# Task details
Continue the forum thread about o1 learning chain-of-thought strategies through reinforcement learning, picking up after its final comment.

Hacker News new | ask | show | jobs
by utdiscant 639 days ago
Feels like a lot of commenters here miss the difference between just doing chain-of-thought prompting, and what is happening here, which is learning a good chain of thought strategy using reinforcement learning.

"Through reinforcement learning, o1 learns to hone its chain of thought and refine the strategies it uses."

When looking at the chain of thought (COT) in the examples, you can see that the model employs different COT strategies depending on which problem it is trying to solve.

3 comments

I'd be curious how this compared against "regular" CoT experiments. E.g. were the gpt4o results done with zero shot or was it asked to explain it's solution step by step.
It was asked to explain step by step.
It’s basically a scaled Tree of Thoughts
In the primary CoT research paper they discuss figuring out how to train models using formal languages instead of just natural ones. I'm guessing this is one piece to the model learning tree-like reasoning.

Records in a dataset:
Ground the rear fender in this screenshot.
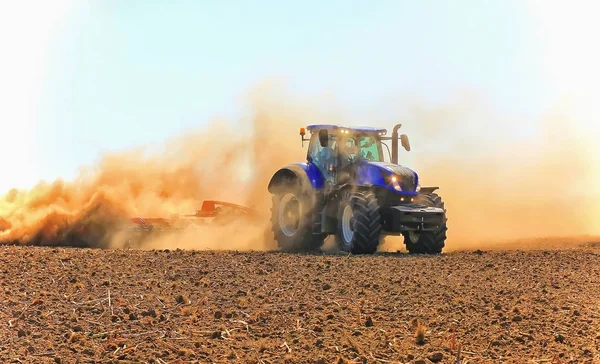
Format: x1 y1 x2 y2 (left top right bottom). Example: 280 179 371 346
267 163 325 194
419 187 439 194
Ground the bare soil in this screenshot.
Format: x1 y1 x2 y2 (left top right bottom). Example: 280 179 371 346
0 244 600 363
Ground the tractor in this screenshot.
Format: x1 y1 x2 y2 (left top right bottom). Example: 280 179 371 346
268 124 447 254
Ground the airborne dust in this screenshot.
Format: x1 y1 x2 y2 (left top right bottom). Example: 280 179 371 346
0 87 598 251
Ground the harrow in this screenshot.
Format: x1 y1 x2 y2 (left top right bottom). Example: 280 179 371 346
0 200 261 247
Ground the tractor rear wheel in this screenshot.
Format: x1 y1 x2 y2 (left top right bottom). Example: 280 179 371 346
335 192 381 254
271 185 325 252
404 193 448 254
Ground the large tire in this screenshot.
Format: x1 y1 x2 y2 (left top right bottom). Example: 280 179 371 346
404 193 448 254
335 192 382 254
271 184 325 252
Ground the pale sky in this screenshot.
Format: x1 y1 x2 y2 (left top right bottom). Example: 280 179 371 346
0 0 600 193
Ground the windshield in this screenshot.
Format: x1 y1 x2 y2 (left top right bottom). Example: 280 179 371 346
340 134 383 162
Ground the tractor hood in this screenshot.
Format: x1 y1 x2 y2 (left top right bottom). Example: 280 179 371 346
361 160 419 193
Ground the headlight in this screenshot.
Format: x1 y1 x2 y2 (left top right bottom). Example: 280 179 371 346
386 174 402 191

# Answer to this problem
Based on the quick searching it seems like they are using RL to provide positive/negative feedback on which "paths" to choose when performing CoT.

This seems most likely, with some special tokens thrown in to kick off different streams of thought.
To me it looks like they paired two instances of the model to feed off of each other's outputs with some sort of "contribute to reasoning out this problem" prompt. In the prior demos of 4o they did several similar demonstrations of that with audio.
To create the training data? Almost certainly something like that (likely more than two), but I think they then trained on the synthetic data created by this "conversation". There is no reason a model can't learn to do all of that, especially if you insert special tokens (like think, reflect etc that have already shown to be useful)
No I'm referring to how the chain of thought transcript seems like the output of two instances talking to each other.
Right - i don't think it's doing that. I think it has likely been fine tuned to transition between roles. But, maybe you are right.
Reminds me of how Google's AlphaGo learned to play the best Go that was ever seen. And this somewhat seems a generalization of that.